Tugas
Lanjutkan teks bacaan tentang poligami di bawah ini, mulai setelah kalimat terakhirnya.

Teks Bacaan
━━━━

Upaya beristri lebih dari satu yang diterapkan Nabi adalah strategi untuk meningkatkan kedudukan perempuan dalam tradisi feodal Arab pada abad ke-7 M. Karna saat itu nilai sosial seorang perempuan dan janda begitu rendah ,sehingga seorang laki-laki dapat beristri sebanyak yang mereka suka.
Dengan demikian dapat kita simpulkan bahwa pada dasarnya poligami itu memang ada teks agama yang menyatakannya, tetapi demikian itu bukan berarti teks itu memerintahkannya dan juga tidak melarang. Dalam hal poligami memang pernah dilakukan oleh Rasulullah sendiri tetapi dengan tujuan-tujuan tertentu seperti syiar Islam dan meningkatkan kedudukan istri Sahabat Rasulullah yang mana para suaminya tersebut gugur dalam peperangan bersama beliau.

━━━━

Daftar Entri
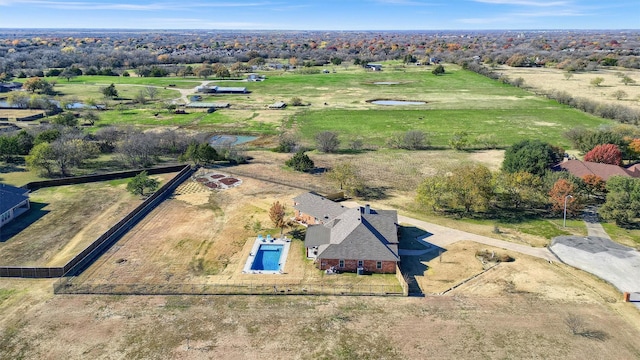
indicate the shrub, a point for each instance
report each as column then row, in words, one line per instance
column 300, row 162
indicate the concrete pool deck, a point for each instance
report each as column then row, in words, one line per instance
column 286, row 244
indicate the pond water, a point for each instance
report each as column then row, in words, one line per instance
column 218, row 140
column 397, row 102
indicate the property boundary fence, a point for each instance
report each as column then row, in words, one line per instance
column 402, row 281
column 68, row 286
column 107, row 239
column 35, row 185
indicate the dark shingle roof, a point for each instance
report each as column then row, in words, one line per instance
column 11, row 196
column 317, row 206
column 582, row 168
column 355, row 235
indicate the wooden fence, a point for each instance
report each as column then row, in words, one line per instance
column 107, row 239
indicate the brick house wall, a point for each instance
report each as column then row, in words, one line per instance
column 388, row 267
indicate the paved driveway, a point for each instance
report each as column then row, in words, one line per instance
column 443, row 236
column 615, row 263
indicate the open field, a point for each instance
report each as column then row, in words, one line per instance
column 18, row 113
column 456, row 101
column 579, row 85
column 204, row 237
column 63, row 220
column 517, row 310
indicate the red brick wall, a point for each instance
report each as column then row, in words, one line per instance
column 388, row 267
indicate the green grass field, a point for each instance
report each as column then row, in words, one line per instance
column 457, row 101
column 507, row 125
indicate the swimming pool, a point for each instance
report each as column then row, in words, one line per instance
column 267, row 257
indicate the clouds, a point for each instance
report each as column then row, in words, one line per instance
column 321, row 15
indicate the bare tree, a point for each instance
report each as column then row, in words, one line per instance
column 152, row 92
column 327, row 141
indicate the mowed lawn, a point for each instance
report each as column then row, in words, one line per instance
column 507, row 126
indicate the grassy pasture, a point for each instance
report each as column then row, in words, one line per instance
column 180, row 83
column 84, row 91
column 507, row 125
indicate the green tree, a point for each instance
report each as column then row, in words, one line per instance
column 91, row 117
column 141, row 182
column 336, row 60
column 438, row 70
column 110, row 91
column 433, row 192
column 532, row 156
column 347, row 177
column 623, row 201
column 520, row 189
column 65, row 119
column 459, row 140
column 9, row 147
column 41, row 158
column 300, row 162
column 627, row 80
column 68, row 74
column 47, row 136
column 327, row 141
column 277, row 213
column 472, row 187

━━━━

Jawaban Latihan
Jadi poligami Rasulullah itu bukan karna hasrat seksual. Jika memang ada yang berpendapat bahwasannya poligami Rasulullah hanyalah hasrat seksual belaka maka ini adalah pendapat yang keliru dan salah yang mesti harus di luruskan tentang kebenaran poligami Rasulullah tersebut karna tujuan beliau berpoligami adalah bukan seperti itu.